## Begin Quoted passage

A user in enterprise support reported a low (<1/50) chance of network
crash (with soft lockups reported) when exiting ovs-tcpdump (a tcpdump
wrapper provided by Open vSwitch) which they could only resolve by
rebooting the host.

After reporting the issue upstream with a reproducer [1], an OVS
developer submitted a kernel patch which is now included 6.13 and some
stable kernels. With this patch, the reproducer does not seem to
trigger the issue anymore. Hence, backport the patch.

[1] https://mail.openvswitch.org/pipermail/ovs-discuss/2025-January/053423.html

Signed-off-by: Friedrich Weber <f.weber@proxmox.com>
---

Notes:
    As the patch is included in stable kernels, it might also eventually
    appear in Ubuntu kernels, so not sure if it makes more sense to
    backport or to wait until then.

 ...lockup-on-tx-to-unregistering-netdev.patch | 77 +++++++++++++++++++
 1 file changed, 77 insertions(+)
 create mode 100644 patches/kernel/0019-openvswitch-fix-lockup-on-tx-to-unregistering-netdev.patch

diff --git a/patches/kernel/0019-openvswitch-fix-lockup-on-tx-to-unregistering-netdev.patch b/patches/kernel/0019-openvswitch-fix-lockup-on-tx-to-unregistering-netdev.patch
new file mode 100644
index 0000000..f08f31f
--- /dev/null
+++ b/patches/kernel/0019-openvswitch-fix-lockup-on-tx-to-unregistering-netdev.patch
@@ -0,0 +1,77 @@
+From 48ebfb955228ae4804c2c666a7b200bd38f330b0 Mon Sep 17 00:00:00 2001
+From: Ilya Maximets <i.maximets@ovn.org>
+Date: Thu, 9 Jan 2025 13:21:24 +0100
+Subject: [PATCH] openvswitch: fix lockup on tx to unregistering netdev with
+ carrier
+
+Commit in a fixes tag attempted to fix the issue in the following
+sequence of calls:
+
+    do_output
+    -> ovs_vport_send
+       -> dev_queue_xmit
+          -> __dev_queue_xmit
+             -> netdev_core_pick_tx
+                -> skb_tx_hash
+
+When device is unregistering, the 'dev->real_num_tx_queues' goes to
+zero and the 'while (unlikely(hash >= qcount))' loop inside the
+'skb_tx_hash' becomes infinite, locking up the core forever.
+
+But unfortunately, checking just the carrier status is not enough to
+fix the issue, because some devices may still be in unregistering
+state while reporting carrier status OK.
+
+One example of such device is a net/dummy.  It sets carrier ON
+on start, but it doesn't implement .ndo_stop to set the carrier off.
+And it makes sense, because dummy doesn't really have a carrier.

## End Quoted passage
## Begin Raw data

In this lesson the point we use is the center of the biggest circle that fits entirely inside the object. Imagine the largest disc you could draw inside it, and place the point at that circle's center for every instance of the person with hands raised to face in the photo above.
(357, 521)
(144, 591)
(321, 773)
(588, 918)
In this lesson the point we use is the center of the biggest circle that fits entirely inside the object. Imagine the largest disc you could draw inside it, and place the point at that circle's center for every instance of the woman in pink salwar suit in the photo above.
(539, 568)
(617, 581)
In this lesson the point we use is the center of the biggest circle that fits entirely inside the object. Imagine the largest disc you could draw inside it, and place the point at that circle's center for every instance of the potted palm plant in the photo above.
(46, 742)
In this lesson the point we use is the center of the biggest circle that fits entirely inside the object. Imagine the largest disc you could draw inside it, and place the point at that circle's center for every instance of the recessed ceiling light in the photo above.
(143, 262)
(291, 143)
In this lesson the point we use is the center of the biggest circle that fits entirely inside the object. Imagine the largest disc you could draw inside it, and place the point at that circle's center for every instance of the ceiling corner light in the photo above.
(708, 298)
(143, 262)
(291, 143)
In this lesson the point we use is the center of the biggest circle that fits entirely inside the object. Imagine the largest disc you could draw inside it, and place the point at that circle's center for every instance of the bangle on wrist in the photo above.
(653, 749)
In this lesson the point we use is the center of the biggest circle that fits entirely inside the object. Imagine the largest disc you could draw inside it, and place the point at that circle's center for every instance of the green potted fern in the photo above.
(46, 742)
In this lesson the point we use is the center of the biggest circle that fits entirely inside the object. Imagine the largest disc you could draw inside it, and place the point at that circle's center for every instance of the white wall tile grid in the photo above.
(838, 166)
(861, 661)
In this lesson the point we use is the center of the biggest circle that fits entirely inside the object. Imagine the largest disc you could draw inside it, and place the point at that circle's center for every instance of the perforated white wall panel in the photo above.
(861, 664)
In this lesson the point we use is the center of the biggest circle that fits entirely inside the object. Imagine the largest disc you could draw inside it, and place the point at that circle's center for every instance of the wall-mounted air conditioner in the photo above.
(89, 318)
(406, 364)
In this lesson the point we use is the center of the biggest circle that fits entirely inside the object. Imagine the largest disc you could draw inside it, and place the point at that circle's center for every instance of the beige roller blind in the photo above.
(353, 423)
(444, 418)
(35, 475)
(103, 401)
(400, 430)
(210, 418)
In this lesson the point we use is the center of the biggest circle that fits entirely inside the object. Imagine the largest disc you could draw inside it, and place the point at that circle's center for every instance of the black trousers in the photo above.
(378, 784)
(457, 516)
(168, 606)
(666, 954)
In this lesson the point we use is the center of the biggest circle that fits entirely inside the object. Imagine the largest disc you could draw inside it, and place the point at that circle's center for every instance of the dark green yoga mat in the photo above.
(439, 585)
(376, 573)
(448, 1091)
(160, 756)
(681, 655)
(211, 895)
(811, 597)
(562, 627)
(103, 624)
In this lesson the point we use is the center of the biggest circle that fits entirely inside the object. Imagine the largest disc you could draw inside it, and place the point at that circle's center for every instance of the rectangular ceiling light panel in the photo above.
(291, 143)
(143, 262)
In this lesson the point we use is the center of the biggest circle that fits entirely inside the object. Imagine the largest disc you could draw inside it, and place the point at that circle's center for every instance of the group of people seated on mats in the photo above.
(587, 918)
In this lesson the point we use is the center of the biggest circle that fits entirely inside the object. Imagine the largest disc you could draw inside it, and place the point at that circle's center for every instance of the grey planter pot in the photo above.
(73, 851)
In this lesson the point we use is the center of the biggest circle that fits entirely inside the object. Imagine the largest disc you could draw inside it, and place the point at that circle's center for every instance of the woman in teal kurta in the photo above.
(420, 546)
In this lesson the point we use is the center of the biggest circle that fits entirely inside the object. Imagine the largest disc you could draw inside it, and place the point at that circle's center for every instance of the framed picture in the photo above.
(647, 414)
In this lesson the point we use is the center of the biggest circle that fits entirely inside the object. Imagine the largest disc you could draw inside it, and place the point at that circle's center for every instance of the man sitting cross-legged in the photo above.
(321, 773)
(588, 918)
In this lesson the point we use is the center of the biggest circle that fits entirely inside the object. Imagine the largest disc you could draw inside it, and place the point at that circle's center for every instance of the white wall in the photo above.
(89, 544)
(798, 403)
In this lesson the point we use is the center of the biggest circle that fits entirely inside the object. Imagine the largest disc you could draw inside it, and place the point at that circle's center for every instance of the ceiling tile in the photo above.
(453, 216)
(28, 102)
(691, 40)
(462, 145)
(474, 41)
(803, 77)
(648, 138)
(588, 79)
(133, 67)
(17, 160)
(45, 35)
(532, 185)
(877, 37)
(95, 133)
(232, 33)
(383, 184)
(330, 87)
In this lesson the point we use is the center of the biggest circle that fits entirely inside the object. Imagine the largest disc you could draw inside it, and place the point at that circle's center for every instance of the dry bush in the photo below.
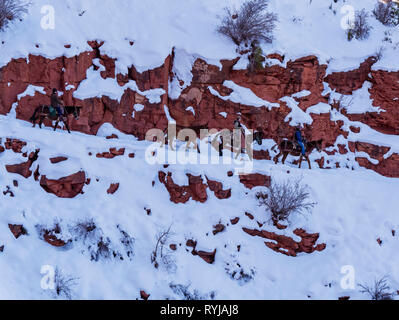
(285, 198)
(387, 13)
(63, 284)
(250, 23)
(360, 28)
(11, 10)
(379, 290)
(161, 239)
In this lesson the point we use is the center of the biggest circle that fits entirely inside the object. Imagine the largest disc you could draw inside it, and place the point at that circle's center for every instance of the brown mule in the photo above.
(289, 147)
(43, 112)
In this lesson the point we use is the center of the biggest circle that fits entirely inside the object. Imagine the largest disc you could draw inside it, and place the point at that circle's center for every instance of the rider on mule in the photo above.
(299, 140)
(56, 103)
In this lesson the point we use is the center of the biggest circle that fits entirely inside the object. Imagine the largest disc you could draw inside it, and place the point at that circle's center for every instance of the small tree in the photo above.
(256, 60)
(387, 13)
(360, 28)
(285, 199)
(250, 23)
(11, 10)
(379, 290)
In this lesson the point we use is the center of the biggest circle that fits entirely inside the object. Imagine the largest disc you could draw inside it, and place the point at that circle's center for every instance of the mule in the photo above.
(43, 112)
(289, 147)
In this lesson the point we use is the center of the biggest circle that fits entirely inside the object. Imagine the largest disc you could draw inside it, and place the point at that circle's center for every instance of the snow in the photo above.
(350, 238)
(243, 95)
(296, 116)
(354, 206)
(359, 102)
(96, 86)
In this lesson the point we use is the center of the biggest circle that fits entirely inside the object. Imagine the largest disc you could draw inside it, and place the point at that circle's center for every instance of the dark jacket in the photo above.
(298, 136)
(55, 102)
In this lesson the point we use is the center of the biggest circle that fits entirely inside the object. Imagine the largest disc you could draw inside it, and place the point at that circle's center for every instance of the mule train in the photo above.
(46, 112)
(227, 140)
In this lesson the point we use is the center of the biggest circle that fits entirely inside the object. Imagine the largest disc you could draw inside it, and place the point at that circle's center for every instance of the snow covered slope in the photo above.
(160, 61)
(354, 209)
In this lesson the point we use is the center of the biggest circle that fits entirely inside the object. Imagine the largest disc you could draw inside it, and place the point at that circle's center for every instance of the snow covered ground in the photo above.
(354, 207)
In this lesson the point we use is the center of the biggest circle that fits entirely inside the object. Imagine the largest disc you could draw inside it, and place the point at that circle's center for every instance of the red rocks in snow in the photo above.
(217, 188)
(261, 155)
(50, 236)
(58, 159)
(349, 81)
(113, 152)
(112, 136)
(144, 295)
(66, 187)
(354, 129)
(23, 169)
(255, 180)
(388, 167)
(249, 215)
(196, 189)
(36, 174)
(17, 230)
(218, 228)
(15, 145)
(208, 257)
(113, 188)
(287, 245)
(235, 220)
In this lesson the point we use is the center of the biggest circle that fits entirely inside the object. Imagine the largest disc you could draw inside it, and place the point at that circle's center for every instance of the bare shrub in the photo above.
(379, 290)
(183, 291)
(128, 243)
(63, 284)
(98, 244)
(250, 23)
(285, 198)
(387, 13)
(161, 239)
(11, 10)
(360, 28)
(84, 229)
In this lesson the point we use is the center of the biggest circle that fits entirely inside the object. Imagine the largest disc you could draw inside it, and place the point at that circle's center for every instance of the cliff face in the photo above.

## End Raw data
## Begin Raw data

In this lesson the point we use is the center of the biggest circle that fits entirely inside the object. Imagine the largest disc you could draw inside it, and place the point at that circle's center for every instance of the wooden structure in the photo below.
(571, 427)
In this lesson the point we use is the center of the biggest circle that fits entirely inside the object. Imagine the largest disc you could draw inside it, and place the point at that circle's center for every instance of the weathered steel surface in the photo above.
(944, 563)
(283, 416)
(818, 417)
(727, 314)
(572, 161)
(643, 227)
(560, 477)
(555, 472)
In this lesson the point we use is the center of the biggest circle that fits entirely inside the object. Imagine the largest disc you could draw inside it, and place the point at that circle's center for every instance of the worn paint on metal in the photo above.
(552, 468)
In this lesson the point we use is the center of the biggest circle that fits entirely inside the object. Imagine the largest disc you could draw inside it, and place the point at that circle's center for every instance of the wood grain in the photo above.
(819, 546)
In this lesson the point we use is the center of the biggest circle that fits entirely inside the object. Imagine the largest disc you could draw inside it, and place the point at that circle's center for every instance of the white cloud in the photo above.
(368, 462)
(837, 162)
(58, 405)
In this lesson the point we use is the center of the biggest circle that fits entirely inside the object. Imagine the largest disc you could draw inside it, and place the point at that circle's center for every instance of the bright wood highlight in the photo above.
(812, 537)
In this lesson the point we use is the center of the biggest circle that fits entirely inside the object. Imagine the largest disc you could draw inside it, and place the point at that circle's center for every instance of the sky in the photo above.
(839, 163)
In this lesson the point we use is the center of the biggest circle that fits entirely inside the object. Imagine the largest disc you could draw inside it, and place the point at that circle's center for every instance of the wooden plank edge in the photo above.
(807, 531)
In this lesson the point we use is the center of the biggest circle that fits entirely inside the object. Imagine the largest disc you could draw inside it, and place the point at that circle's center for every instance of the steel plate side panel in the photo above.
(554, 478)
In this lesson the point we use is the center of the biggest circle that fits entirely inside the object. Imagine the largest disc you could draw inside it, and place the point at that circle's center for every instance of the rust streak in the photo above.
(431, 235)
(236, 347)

## End Raw data
## Begin Raw data

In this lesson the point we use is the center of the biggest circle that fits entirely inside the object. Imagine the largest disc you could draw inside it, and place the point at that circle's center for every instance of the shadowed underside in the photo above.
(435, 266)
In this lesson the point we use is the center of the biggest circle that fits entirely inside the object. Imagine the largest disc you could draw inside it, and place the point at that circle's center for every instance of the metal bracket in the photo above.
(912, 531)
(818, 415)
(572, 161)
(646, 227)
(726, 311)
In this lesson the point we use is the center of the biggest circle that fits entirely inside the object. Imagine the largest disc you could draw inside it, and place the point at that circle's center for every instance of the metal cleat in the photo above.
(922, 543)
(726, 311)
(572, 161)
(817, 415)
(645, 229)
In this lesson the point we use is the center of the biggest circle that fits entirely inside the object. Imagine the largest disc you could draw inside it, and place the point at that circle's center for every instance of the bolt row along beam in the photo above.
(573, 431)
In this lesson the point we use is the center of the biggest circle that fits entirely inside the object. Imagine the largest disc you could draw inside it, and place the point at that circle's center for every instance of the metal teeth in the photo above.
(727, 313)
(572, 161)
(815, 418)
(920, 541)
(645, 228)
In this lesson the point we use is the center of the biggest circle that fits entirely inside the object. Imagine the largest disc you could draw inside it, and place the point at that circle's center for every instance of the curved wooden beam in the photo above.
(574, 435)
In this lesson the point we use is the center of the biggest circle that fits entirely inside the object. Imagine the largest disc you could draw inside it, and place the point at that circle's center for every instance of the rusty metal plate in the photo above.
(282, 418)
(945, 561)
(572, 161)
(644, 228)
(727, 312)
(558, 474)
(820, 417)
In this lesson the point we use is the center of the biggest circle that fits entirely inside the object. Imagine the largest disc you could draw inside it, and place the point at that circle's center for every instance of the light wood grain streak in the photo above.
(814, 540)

## End Raw data

§ **Work to do**:
1 - Based on the Open vSwitch patch text, answer yes or no to each statement and quote the words that decide it: (a) the user could get past the crash only by rebooting the host; (b) with the patch, the reproducer still triggers the issue; (c) net/dummy implements .ndo_stop to set the carrier off.
2 - Echo the Open vSwitch patch text from "A user in enterprise" to "rebooting the host.".

§ **Solutions per task**:
1 -
(a) Yes: "which they could only resolve by rebooting the host."
(b) No: "With this patch, the reproducer does not seem to trigger the issue anymore."
(c) No: "it doesn't implement .ndo_stop to set the carrier off."

2 -
A user in enterprise support reported a low (<1/50) chance of network
crash (with soft lockups reported) when exiting ovs-tcpdump (a tcpdump
wrapper provided by Open vSwitch) which they could only resolve by
rebooting the host.